**WHAT YOU NEED TO DO:**
Please reproduce the data in its entirety, word for word.

**AVAILABLE RECORDS:**
....
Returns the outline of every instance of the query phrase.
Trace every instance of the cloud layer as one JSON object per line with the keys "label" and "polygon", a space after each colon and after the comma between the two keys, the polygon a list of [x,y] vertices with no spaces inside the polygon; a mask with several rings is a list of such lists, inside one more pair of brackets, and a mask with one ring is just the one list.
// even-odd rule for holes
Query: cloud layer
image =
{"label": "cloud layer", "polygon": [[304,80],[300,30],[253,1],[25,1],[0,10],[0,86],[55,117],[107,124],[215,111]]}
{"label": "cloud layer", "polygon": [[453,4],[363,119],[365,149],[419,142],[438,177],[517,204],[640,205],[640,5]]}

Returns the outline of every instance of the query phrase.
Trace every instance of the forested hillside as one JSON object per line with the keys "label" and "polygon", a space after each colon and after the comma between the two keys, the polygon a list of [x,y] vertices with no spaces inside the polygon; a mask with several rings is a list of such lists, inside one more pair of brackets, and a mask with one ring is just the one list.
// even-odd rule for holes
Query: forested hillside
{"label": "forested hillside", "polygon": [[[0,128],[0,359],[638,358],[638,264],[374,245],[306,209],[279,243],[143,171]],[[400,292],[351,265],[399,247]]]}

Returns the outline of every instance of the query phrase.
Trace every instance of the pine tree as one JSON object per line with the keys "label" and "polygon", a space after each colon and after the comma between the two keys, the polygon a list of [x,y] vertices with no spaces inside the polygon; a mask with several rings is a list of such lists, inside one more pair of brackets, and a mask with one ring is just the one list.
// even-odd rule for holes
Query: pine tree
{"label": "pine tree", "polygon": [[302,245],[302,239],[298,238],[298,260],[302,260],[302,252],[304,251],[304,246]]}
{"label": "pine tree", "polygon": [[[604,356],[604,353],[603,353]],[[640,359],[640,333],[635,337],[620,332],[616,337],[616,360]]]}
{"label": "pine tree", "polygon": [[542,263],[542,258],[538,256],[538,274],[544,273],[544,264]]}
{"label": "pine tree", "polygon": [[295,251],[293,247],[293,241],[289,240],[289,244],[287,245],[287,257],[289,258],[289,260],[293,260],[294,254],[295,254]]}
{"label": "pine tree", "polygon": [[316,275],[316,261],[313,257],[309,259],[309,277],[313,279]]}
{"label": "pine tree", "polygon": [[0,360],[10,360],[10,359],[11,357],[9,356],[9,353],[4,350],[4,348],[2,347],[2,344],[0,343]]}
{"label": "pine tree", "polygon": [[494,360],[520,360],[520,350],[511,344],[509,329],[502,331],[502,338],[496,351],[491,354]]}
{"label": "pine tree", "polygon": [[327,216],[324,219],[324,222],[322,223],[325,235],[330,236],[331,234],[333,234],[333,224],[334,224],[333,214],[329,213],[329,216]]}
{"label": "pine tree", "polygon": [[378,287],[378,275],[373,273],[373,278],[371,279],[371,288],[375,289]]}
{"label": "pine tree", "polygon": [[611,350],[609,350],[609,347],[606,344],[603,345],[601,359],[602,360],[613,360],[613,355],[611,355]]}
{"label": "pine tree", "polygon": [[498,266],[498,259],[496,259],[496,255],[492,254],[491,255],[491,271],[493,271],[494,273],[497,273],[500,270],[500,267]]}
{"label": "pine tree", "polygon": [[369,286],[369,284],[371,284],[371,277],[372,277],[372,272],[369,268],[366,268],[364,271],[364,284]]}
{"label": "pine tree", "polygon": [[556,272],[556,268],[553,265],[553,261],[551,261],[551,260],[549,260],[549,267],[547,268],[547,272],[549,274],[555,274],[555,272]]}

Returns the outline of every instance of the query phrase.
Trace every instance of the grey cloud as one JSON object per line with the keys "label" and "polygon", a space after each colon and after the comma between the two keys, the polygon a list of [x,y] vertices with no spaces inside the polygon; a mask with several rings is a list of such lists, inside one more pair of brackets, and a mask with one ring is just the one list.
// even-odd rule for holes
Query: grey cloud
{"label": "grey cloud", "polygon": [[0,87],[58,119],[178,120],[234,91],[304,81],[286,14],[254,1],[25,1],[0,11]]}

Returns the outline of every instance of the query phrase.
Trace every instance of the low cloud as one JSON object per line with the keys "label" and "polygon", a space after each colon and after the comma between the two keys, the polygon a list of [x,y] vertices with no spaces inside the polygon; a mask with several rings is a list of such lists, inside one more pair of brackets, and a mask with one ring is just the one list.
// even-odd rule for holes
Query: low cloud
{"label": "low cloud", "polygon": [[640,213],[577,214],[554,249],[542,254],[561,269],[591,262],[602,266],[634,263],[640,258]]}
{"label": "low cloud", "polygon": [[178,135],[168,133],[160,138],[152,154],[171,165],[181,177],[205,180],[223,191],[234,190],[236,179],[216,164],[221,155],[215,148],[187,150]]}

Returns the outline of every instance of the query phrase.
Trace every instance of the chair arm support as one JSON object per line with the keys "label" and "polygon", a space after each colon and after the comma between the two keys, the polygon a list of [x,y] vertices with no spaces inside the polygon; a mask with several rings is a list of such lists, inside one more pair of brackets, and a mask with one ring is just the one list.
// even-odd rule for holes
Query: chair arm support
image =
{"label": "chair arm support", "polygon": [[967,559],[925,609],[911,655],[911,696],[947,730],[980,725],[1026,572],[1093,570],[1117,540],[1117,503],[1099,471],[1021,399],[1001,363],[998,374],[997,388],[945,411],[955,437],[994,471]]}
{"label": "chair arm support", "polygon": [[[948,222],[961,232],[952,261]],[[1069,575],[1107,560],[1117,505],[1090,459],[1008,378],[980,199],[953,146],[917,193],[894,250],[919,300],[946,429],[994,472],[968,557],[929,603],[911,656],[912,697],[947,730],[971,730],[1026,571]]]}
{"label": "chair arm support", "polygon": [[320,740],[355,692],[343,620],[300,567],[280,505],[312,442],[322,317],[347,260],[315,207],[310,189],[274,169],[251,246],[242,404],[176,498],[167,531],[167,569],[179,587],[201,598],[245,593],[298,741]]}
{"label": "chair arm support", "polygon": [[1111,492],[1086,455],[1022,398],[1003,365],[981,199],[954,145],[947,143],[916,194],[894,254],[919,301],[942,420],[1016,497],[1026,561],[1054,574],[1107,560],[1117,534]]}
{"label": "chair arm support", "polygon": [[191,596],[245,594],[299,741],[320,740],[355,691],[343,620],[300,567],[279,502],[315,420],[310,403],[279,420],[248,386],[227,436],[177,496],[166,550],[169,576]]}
....
**ANSWER SECTION:**
Returns the outline of every instance of the query phrase.
Trace every instance of the cloud layer as one JSON object per line with the keys "label" and "polygon", a space after each colon and after the comma between the two keys, the polygon a list of [x,y] vertices with no spaces inside the polygon; a mask with several rings is a list of such lists, inside one more pair of brackets, and a mask with one ring is just the one list.
// even-odd rule for holes
Query: cloud layer
image =
{"label": "cloud layer", "polygon": [[304,80],[300,30],[253,1],[25,1],[0,10],[0,86],[55,117],[107,124],[215,111]]}
{"label": "cloud layer", "polygon": [[453,4],[363,119],[365,149],[419,142],[438,177],[517,204],[640,205],[640,5]]}

Returns the outline of every instance of the query phrase.
Trace every instance of the forested hillside as one JSON object per line with the keys "label" and "polygon", a space after each colon and after the comma between the two keys, the polygon a list of [x,y] vertices with no spaces inside the polygon; a mask with several rings is a list of such lists, inside one more pair of brackets, and a mask with one ring is just the one list.
// even-odd rule for holes
Query: forested hillside
{"label": "forested hillside", "polygon": [[[0,128],[0,359],[638,358],[638,264],[374,245],[306,209],[279,243],[143,171]],[[400,292],[351,265],[399,247]]]}

Returns the outline of every instance of the query phrase.
Trace every instance of the pine tree as one JSON object per line with the keys "label" and "polygon", a space after each colon and after the comma between the two keys, the polygon a list of [x,y] vertices with no spaces inside the polygon; a mask with several rings is a list of such lists, inside one more pair of brackets, and a mask with one ring is just the one list.
// even-odd rule for holes
Query: pine tree
{"label": "pine tree", "polygon": [[302,245],[302,239],[298,238],[298,260],[302,260],[302,252],[304,251],[304,246]]}
{"label": "pine tree", "polygon": [[[604,356],[604,353],[603,353]],[[640,359],[640,333],[635,337],[620,332],[616,337],[616,360]]]}
{"label": "pine tree", "polygon": [[542,263],[542,258],[538,256],[538,274],[544,273],[544,264]]}
{"label": "pine tree", "polygon": [[295,251],[293,247],[293,241],[289,240],[289,244],[287,245],[287,257],[289,258],[289,260],[293,260],[294,254],[295,254]]}
{"label": "pine tree", "polygon": [[316,275],[316,261],[313,257],[309,259],[309,277],[313,279]]}
{"label": "pine tree", "polygon": [[0,360],[10,360],[10,359],[11,357],[9,356],[9,353],[4,350],[4,348],[2,347],[2,344],[0,343]]}
{"label": "pine tree", "polygon": [[494,360],[520,360],[520,350],[511,344],[509,329],[502,331],[502,338],[496,351],[491,354]]}
{"label": "pine tree", "polygon": [[327,216],[324,219],[324,222],[322,223],[325,235],[330,236],[331,234],[333,234],[333,224],[334,224],[333,214],[329,213],[329,216]]}
{"label": "pine tree", "polygon": [[378,287],[378,275],[373,273],[373,278],[371,279],[371,288],[375,289]]}
{"label": "pine tree", "polygon": [[611,350],[609,350],[609,347],[606,344],[603,345],[601,359],[602,360],[613,360],[613,355],[611,355]]}
{"label": "pine tree", "polygon": [[498,266],[498,259],[496,259],[496,255],[492,254],[491,255],[491,271],[493,271],[494,273],[497,273],[500,270],[500,267]]}
{"label": "pine tree", "polygon": [[369,286],[369,284],[371,284],[371,277],[372,277],[372,272],[369,268],[366,268],[364,271],[364,284]]}
{"label": "pine tree", "polygon": [[556,272],[556,268],[553,265],[553,261],[551,261],[551,260],[549,260],[549,267],[547,268],[547,272],[549,274],[555,274],[555,272]]}

Returns the outline of every instance of the query phrase.
Trace every instance of the grey cloud as one JSON object per line with the keys "label" and "polygon", a space after each colon and after the comma between the two keys, the polygon a list of [x,y] vertices with no spaces inside the polygon; a mask with several rings is a list of such lists, inside one more pair of brackets, and a mask with one ring is just the one list.
// even-odd rule for holes
Query: grey cloud
{"label": "grey cloud", "polygon": [[0,87],[58,119],[178,120],[234,91],[304,81],[286,14],[254,1],[25,1],[0,11]]}

Returns the outline of every instance of the query phrase.
Trace every instance of the low cloud as one JSON object per line with the keys "label" and "polygon", a space after each colon and after the comma between the two keys, the polygon a list of [x,y] vertices with no spaces inside the polygon; a mask with several rings is a list of such lists, inside one more pair of brackets, and a mask with one ring is just the one list.
// even-odd rule for holes
Query: low cloud
{"label": "low cloud", "polygon": [[640,213],[577,214],[554,249],[542,254],[561,269],[591,262],[602,266],[634,263],[640,258]]}
{"label": "low cloud", "polygon": [[178,135],[168,133],[160,138],[152,154],[171,165],[181,177],[205,180],[223,191],[234,190],[236,179],[216,164],[221,155],[215,148],[187,150]]}

Returns the outline of every instance of the query phrase.
Trace every instance of the chair arm support as one JSON object per line with the keys "label" and "polygon", a space after each colon and after the comma between the two keys, the polygon a list of [x,y] vertices with no spaces inside the polygon; a mask with several rings is a list of such lists, inside one more pair of brackets, and a mask with one ring is just the one list.
// even-odd rule for holes
Query: chair arm support
image =
{"label": "chair arm support", "polygon": [[967,559],[925,609],[911,655],[911,696],[947,730],[980,725],[1026,572],[1093,570],[1117,540],[1117,503],[1099,471],[1021,399],[1001,363],[998,374],[997,388],[945,411],[955,437],[994,471]]}
{"label": "chair arm support", "polygon": [[[948,222],[961,232],[952,261]],[[1069,575],[1107,560],[1117,505],[1090,459],[1008,378],[980,199],[953,146],[917,193],[894,250],[919,300],[946,429],[994,472],[968,557],[929,603],[911,656],[912,697],[947,730],[971,730],[1026,571]]]}
{"label": "chair arm support", "polygon": [[320,740],[355,692],[343,620],[300,567],[280,505],[312,442],[322,317],[347,260],[315,207],[310,189],[274,169],[251,246],[242,404],[176,498],[167,531],[167,569],[179,587],[201,598],[245,593],[298,741]]}
{"label": "chair arm support", "polygon": [[1111,492],[1086,455],[1022,398],[1003,365],[981,199],[954,145],[947,143],[916,194],[894,254],[919,301],[942,420],[1016,497],[1026,561],[1054,574],[1107,560],[1117,534]]}
{"label": "chair arm support", "polygon": [[191,596],[245,594],[299,741],[320,740],[355,691],[343,620],[300,567],[279,502],[315,420],[310,403],[279,420],[248,386],[227,436],[177,496],[166,550],[169,576]]}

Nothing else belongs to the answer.